## Text under study
..............................

I don't have this problem on blackflag in a conda environment.
Can you clone a new repo and test ?
Works fine. But when I run "gtftk -h", I have this message :
Python is not installed as a framework. The Mac OS X backend will not be able to function correctly if Python is not installed as a framework. See the Python documentation for more information on installing Python as a framework on Mac OS X. Please either reinstall Python as a framework, or try one of the other backends. If you are using (Ana)Conda please install python.app and replace the use of 'python' with 'pythonw'. See 'Working with Matplotlib on OSX' in the Matplotlib FAQ for more information.
I just have to reinstall matplotlib (conda install matplotlib) to remove the message.

..............................

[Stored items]

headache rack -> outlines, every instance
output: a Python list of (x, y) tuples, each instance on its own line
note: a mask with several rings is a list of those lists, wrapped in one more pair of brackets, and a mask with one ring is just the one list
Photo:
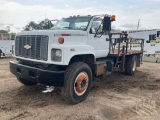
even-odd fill
[(127, 32), (121, 33), (109, 33), (109, 54), (108, 58), (114, 57), (115, 67), (119, 64), (124, 71), (125, 59), (129, 55), (138, 55), (140, 57), (140, 63), (142, 62), (144, 48), (143, 38), (128, 37)]

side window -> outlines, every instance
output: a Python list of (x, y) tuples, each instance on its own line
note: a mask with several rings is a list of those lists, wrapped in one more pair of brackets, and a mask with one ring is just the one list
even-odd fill
[(60, 24), (57, 25), (57, 27), (63, 28), (63, 27), (69, 27), (68, 22), (61, 22)]
[(95, 18), (92, 23), (90, 33), (95, 34), (97, 30), (98, 30), (98, 33), (102, 32), (103, 25), (101, 23), (102, 23), (101, 18)]

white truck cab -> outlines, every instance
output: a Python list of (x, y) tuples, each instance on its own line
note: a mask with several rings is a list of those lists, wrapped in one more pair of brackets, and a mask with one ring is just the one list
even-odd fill
[[(62, 87), (66, 101), (79, 103), (86, 99), (94, 76), (105, 76), (119, 66), (133, 75), (140, 66), (143, 49), (128, 52), (125, 33), (112, 38), (114, 20), (114, 15), (73, 16), (58, 21), (50, 30), (18, 33), (13, 50), (17, 62), (10, 61), (10, 71), (24, 85)], [(113, 42), (125, 42), (126, 46), (116, 49)]]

..............................

## Problem statement
Carry on the forum thread about the gtftk and matplotlib backend message, starting right after its final line.

## Exercise result
I will have a look for matplotlib (now required as R dependencies have been replaced by Python code). Concerning "select_transcript" update, can you go to "feature_libgtftk_h80" branch. It contains the last update of libgtftk. Best
I just did that and it still works fine ! "gtftk get_example -d mini_real | gtftk feature_size -t mature_rna" runs like a charm !
Hum... I clone it too and it seems ~ OK. The problem is that several test are not successfuly executed. I have to check.
Ah, OK. Now I get some additional lines with "?". Nice. I will have to deal with it.
Yes a lot of test fail because of "?". Especially, you have to update "tabulate".
The command
gtftk get_example -d mini_real | gtftk select_most_5p_tx | gtftk select_by_key -k gene_name -v RAB13 | gtftk select_by_key --select-transcripts | gtftk 5p_3p_coord -t transcript | bedtools sort
you put at the beginning of this issue doesn't work because "gtftk get_example -d mini_real" give a GTF without gene lines. "select_most_5p_tx" function needs gene lines to perform. So if you add a "gtftk convert_ensembl" before calling "gtftk select_most_5p_tx", that works fine.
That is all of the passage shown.